> [DATA TO EXAMINE]:
● ● ● ●
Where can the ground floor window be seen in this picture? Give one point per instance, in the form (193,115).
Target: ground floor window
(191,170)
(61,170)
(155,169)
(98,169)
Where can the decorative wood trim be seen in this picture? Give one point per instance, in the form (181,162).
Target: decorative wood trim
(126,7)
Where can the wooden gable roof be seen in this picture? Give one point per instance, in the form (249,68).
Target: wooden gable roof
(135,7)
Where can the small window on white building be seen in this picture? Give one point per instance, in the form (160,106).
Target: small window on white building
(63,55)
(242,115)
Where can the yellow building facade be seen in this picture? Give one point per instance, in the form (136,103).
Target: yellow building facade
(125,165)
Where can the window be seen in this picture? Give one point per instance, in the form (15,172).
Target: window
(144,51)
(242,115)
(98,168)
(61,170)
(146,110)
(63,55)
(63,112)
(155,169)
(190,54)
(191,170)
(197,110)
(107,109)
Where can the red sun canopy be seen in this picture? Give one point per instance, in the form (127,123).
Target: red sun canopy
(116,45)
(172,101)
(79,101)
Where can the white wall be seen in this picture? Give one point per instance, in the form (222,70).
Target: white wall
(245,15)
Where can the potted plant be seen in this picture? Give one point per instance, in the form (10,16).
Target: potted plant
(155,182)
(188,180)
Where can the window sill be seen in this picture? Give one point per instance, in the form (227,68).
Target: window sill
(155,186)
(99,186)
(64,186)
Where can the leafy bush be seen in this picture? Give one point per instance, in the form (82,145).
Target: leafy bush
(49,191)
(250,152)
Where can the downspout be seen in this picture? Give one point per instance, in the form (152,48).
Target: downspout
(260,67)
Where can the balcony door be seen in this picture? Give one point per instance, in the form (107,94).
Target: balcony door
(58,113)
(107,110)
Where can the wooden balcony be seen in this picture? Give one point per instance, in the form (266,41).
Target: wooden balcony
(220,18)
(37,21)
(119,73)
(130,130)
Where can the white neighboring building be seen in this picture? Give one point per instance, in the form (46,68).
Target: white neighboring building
● ● ● ●
> [WHAT TO PRODUCE]: Copy out all lines of the material above in which "neighboring" occurs.

> [TASK ANSWER]:
Where can the white neighboring building be seen in this picture? Give one point per instance, in the form (46,68).
Target: white neighboring building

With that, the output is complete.